DATA RECORDS: Begin

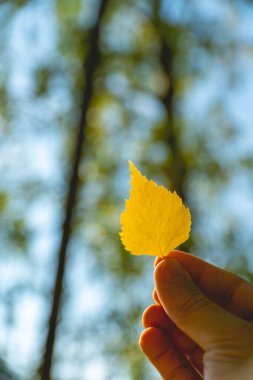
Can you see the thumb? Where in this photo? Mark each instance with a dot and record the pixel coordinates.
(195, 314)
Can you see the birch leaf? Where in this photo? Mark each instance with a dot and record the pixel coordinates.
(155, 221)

DATA RECORDS: End
DATA RECORDS: Begin

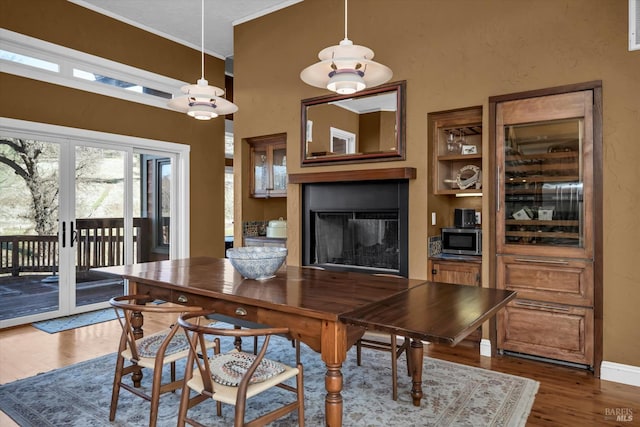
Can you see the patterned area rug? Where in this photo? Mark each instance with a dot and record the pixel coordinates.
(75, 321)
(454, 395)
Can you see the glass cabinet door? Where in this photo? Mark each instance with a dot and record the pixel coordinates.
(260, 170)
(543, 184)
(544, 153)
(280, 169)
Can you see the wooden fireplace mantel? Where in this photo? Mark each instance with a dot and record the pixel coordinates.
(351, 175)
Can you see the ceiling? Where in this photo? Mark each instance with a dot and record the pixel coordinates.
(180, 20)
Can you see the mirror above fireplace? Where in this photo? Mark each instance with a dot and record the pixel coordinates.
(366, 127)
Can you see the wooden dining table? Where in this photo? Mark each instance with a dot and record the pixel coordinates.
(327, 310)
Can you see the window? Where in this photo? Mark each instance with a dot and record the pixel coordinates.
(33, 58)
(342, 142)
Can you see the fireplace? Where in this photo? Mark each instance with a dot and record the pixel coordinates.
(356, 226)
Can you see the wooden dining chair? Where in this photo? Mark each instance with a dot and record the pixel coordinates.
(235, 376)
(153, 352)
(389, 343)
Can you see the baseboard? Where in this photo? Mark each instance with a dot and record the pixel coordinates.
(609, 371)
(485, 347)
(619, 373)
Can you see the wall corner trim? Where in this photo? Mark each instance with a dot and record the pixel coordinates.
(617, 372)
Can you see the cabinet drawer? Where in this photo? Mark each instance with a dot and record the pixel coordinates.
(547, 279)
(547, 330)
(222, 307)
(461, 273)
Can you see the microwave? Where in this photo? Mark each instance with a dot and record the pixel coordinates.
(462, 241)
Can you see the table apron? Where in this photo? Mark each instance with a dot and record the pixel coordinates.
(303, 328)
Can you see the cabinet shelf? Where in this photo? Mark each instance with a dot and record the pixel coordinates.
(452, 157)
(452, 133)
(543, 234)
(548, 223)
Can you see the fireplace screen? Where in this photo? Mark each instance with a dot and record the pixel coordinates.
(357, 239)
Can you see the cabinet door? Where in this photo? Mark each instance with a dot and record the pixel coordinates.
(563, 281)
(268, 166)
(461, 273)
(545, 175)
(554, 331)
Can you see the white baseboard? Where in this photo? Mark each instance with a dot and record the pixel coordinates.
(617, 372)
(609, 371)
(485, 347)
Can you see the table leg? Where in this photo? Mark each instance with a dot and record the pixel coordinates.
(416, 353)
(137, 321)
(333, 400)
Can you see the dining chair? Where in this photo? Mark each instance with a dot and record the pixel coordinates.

DATA RECORDS: End
DATA RECORDS: Begin

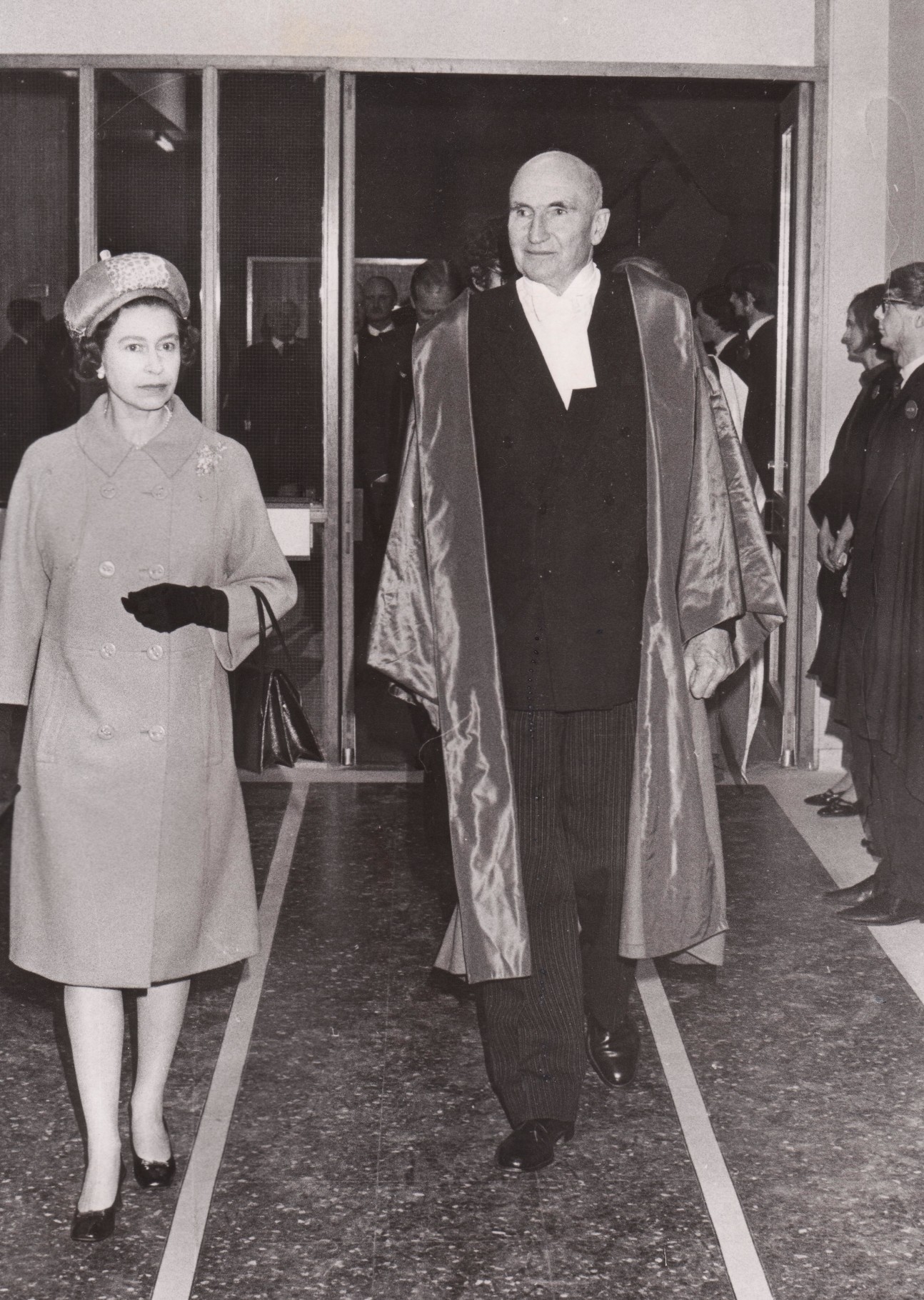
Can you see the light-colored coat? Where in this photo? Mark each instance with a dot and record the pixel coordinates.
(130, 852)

DATA RECORDS: End

Using the entries above, give back exactly the line containing "Can you see the cabinet door?", the line containing "Can you see the dining", and every line between them, and nothing else.

FINISHED EXERCISE:
Can you see the cabinet door? Where in this photo? Mark each instance with a dot and record the pixel coordinates.
(563, 281)
(268, 166)
(461, 273)
(545, 175)
(554, 331)
Can you see the white baseboard? Where in this photo? Mark each instance with a dot and record the pixel coordinates.
(617, 372)
(609, 371)
(485, 347)
Can you see the table leg? Where in this photo? Mark each instance with a dot and record the pixel coordinates.
(416, 353)
(137, 321)
(333, 400)
Can you see the dining chair? Where in this photo? Mark each instance with a dot and record the pixel coordinates.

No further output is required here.